:: Text block ::

How Yellow Earth Changed History & Lives

Yellow Earth (1984)

From today’s perspective, it is difficult to encompass the full scope in which Yellow Earth (1984, dir. Chen Kaige) and discussions around the film changed the history of Chinese cinema and radiated its influence on the young generation of film professionals, artists and audience. The attitude towards the filmmakers labelled in the early 1980s by Tony Rayns as “Fifth Generation” has become conflicted when they became entangled in the marketisation and internationalisation of Chinese film industry. However, Yellow Earth’s power to affect the viewers continues regardless of the subsequent course of events. Maybe that is why Jia Zhangke, nowadays himself an iconic filmmaker whose relation with the older generation of filmmakers was rough, still admits that it was Yellow Earth that made him want to become a director.

Almost four decades after its first restricted screenings in China and ground-breaking success at the 9th Hong Kong International Film Festival, Yellow Earth marked its place within the canon of global art cinema and continuously attracts the attention of film critics and scholars. Critical analysis published soon after the film’s premiere (Esther Yau for Film Quarterly) is now  supplemented by articles written from the historical perspective (Tristan Shaw for SupChina) as well as introductions in the form of video essays. The film can be reinterpreted endlessly and lead to new understandings. On the occasion of  Yellow Earth screening as part of the 50/50 collection celebrating the 50th anniversary of International Film Festival Rotterdam, I started to wonder what was the reception of the film upon its premiere? What was the story behind it?

To begin to understand the weight of film history built around Yellow Earth, I started to look for any information related to the film’s original run through the film festival circuit. Bonnie S. McDougall’s account of the film’s production, release and reception proved to be a goldmine. With regard to Yellow Earth’s screening at the 15th IFFR in 1986, she mentions that the festival audience rating ranked the film fifth out of a hundred films shown that year. It would be amazing to find at least one person, who has seen the film back then as a regular festival-goer and ask about any impressions or memories from the screening.

:::
:: Entries supplied ::

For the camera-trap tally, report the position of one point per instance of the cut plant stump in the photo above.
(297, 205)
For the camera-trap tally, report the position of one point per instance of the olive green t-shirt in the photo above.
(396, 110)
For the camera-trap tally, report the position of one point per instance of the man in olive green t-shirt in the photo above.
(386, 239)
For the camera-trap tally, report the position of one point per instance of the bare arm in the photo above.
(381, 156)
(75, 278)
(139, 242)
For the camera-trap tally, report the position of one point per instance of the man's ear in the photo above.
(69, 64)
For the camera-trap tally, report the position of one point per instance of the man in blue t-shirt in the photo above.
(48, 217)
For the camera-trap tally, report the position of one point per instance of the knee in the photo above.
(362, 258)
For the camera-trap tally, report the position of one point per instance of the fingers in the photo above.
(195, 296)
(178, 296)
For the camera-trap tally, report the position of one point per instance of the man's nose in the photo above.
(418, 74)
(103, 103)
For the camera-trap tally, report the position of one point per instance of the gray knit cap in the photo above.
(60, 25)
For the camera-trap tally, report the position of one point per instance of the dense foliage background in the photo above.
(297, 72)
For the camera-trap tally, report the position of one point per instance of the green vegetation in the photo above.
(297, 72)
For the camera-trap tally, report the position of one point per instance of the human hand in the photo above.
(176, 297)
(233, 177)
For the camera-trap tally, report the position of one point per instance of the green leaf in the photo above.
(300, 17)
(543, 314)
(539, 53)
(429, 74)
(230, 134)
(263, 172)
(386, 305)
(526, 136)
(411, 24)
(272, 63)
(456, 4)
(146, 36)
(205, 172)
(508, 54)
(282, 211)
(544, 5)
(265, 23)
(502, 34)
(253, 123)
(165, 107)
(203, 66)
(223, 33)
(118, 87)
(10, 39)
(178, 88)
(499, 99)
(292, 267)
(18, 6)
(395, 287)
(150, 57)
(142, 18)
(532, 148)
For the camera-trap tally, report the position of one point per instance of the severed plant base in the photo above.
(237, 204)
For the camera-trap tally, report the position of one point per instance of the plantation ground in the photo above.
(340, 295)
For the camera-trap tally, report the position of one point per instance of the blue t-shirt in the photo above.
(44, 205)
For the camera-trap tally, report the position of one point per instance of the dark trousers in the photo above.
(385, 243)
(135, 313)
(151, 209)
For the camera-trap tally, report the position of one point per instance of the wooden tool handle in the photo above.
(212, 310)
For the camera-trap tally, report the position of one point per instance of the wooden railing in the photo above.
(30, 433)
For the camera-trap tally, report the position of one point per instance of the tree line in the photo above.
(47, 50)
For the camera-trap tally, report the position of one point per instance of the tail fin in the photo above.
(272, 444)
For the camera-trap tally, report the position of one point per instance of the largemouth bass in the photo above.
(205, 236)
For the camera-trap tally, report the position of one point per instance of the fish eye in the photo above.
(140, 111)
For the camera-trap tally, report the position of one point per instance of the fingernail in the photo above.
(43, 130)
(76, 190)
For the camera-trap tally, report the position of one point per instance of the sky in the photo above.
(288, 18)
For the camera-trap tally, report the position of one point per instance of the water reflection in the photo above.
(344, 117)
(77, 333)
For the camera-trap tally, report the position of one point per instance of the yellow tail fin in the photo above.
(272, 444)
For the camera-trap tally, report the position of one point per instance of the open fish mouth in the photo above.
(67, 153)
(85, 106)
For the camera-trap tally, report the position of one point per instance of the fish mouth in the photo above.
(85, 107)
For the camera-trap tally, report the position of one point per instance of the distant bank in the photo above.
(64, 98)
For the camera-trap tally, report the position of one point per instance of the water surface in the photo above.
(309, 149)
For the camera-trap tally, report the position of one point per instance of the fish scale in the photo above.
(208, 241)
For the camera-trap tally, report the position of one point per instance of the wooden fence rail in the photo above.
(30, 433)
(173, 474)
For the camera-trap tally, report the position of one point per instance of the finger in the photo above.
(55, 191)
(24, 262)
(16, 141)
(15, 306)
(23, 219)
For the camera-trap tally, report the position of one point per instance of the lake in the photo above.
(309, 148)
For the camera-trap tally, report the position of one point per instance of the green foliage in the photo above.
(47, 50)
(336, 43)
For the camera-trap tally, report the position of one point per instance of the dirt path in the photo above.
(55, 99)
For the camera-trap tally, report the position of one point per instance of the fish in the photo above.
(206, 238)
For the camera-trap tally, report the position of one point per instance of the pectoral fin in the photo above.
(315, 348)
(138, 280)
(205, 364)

:::

_Short exercise A:_ Name every person mentioned in the Yellow Earth essay.
_Short exercise B:_ Write out the passage of the Yellow Earth essay that begins with the words containing "Almost four decades" and ends with "story behind it?".
_Short exercise C:_ Summarize the Yellow Earth essay in two sentences.

_Full output A:_ Chen Kaige, Tony Rayns, Jia Zhangke, Esther Yau, Tristan Shaw, Bonnie S. McDougall

_Full output B:_
Almost four decades after its first restricted screenings in China and ground-breaking success at the 9th Hong Kong International Film Festival, Yellow Earth marked its place within the canon of global art cinema and continuously attracts the attention of film critics and scholars. Critical analysis published soon after the film’s premiere (Esther Yau for Film Quarterly) is now  supplemented by articles written from the historical perspective (Tristan Shaw for SupChina) as well as introductions in the form of video essays. The film can be reinterpreted endlessly and lead to new understandings. On the occasion of  Yellow Earth screening as part of the 50/50 collection celebrating the 50th anniversary of International Film Festival Rotterdam, I started to wonder what was the reception of the film upon its premiere? What was the story behind it?

_Full output C:_ Yellow Earth (1984, directed by Chen Kaige) changed the history of Chinese cinema, influenced a young generation of film professionals, artists and audiences, and has earned a place in the canon of global art cinema that still draws critics and scholars. Prompted by its screening in IFFR's 50/50 collection, the writer looked into the film's original festival run and learned from Bonnie S. McDougall's account that the festival audience at the 15th IFFR in 1986 ranked it fifth out of a hundred films.